Task to carry out: The whole listing below is to be output exactly, with no line skipped.

Study material:
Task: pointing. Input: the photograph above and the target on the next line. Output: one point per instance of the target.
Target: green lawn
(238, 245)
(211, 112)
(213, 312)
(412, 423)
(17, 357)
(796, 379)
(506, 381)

Answer section:
Task: pointing. Input: the photograph above and the target on the next line. Output: one point per instance of the target.
Target: green lawn
(238, 245)
(211, 112)
(213, 312)
(412, 423)
(17, 357)
(796, 379)
(506, 381)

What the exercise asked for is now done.